■ **SOURCE EXCERPT**:
Anyway, some replies below...

> On 3/11/22 4:41 PM, Eugene Loh wrote:
> > On 3/11/22 11:19 AM, Kris Van Hees via DTrace-devel wrote:
> > > v4 in the works due to a issue with register spilling
> > Okay.  Meanwhile here is some other feedback.
> > > On Fri, Mar 11, 2022 at 01:26:30AM -0500, Kris Van Hees via
> > > DTrace-devel wrote:
> > > > diff --git a/bpf/get_dvar.c b/bpf/get_dvar.c
> > > > @@ -11,8 +11,24 @@
> > > >   #endif
> > > >     extern struct bpf_map_def dvars;
> > > > +extern struct bpf_map_def tuples;
> > > >   extern uint64_t NCPUS;
> > > >   +/*
> > > > + * Dynamic variables are identified using a unique 64-bit key. 
> > > > Three diferent
> > s/diferent/different/

Thanks.

> > > > + * categories of dynamic variables are supported in DTrace:
> > > > + *
> > > > + * 1. Thread-local storage (TLS) variables:
> > > > + *    dvar key = TLS key (highest bit = 0)
> > > > + * 2. Global associative array elements:
> > > > + *    dvar key = &tuples[var id, tuple, (uint64_t)0] (highest bit = 1)
> > > > + * 2. TLS associative array elements:
> > > > + *    dvar key = &tuples[var id, tuple, TLS key] (highest bit = 1)
> > > > + *
> > > > + * Given that the TLS key can never be 0, uniqueness of the
> > > > dvar key is
> > > > + * guaranteed in this scheme.
> > > > + */
> > > > +
> > > >   noinline uint64_t dt_tlskey(uint32_t id)
> > > >   {
> > > >       uint64_t    key;
> > > > @@ -25,7 +41,7 @@ noinline uint64_t dt_tlskey(uint32_t id)
> > > >           key += (uint32_t)(uint64_t)&NCPUS;
> > > >         key++;
> > > > -    key = (key << 32) | id;
> > > > +    key = ((key & 0x7fffffff) << 32) | id;
> > I do not understand the & 0x7fffffff.  Are you throwing a bit away?  Or
> > is this operation unnecessary?  Or is it simply there for the BPF
> > verifier?

I am forcing the highest order bit to be 0.  Of course, it will typically be
0 anyway, but this makes it abundantly clear that we have an orthogonal key
value space for plain TLS variables vs associative arrays.

> > > >         return key;
> > > >   }
> > > > @@ -81,3 +97,59 @@ noinline void *dt_get_tvar(uint32_t id,
> > > > uint64_t store, uint64_t nval)
> > > >   {
> > > >       return dt_get_dvar(dt_tlskey(id), store, nval);
> > > >   }
> > > > +
> > > > +noinline void *dt_get_assoc(uint32_t id, const char *tuple,
> > > > +                uint64_t store, uint64_t nval)

■ **Location identification entries**:

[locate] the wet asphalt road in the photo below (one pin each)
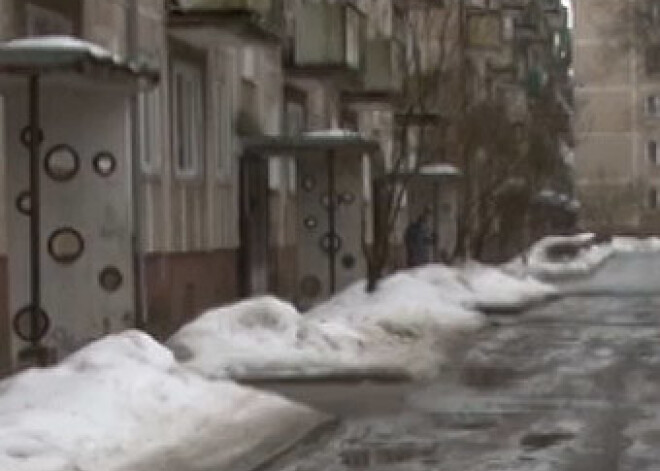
(572, 385)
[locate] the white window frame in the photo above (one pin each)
(150, 127)
(352, 38)
(193, 126)
(653, 204)
(652, 157)
(652, 106)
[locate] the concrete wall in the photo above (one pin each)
(612, 126)
(90, 120)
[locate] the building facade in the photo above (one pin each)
(616, 93)
(249, 166)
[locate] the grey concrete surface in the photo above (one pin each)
(571, 385)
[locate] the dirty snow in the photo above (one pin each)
(112, 406)
(410, 323)
(590, 257)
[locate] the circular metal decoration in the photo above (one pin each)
(348, 261)
(31, 325)
(311, 223)
(65, 245)
(24, 202)
(308, 183)
(330, 243)
(61, 163)
(310, 286)
(325, 200)
(110, 278)
(26, 136)
(347, 198)
(104, 164)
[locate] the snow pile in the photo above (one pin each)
(263, 334)
(407, 325)
(123, 403)
(587, 256)
(495, 290)
(632, 244)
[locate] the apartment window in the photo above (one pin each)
(652, 151)
(187, 118)
(653, 198)
(150, 135)
(508, 28)
(654, 12)
(224, 109)
(652, 56)
(352, 38)
(653, 106)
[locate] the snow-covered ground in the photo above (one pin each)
(408, 326)
(123, 403)
(590, 255)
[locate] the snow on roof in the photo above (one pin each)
(59, 44)
(66, 54)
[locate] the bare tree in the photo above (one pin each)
(451, 115)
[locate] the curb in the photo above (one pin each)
(357, 375)
(308, 439)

■ **TASK TO COMPLETE**:
Reproduce the part of the DTrace patch discussion that opens with "Anyway, some replies" and closes with "some other feedback.", switching "register spilling" to "register allocation". Work only from the DTrace patch discussion, not from the data.

■ **EXERCISE OUTPUT**:
Anyway, some replies below...

> On 3/11/22 4:41 PM, Eugene Loh wrote:
> > On 3/11/22 11:19 AM, Kris Van Hees via DTrace-devel wrote:
> > > v4 in the works due to a issue with register allocation
> > Okay.  Meanwhile here is some other feedback.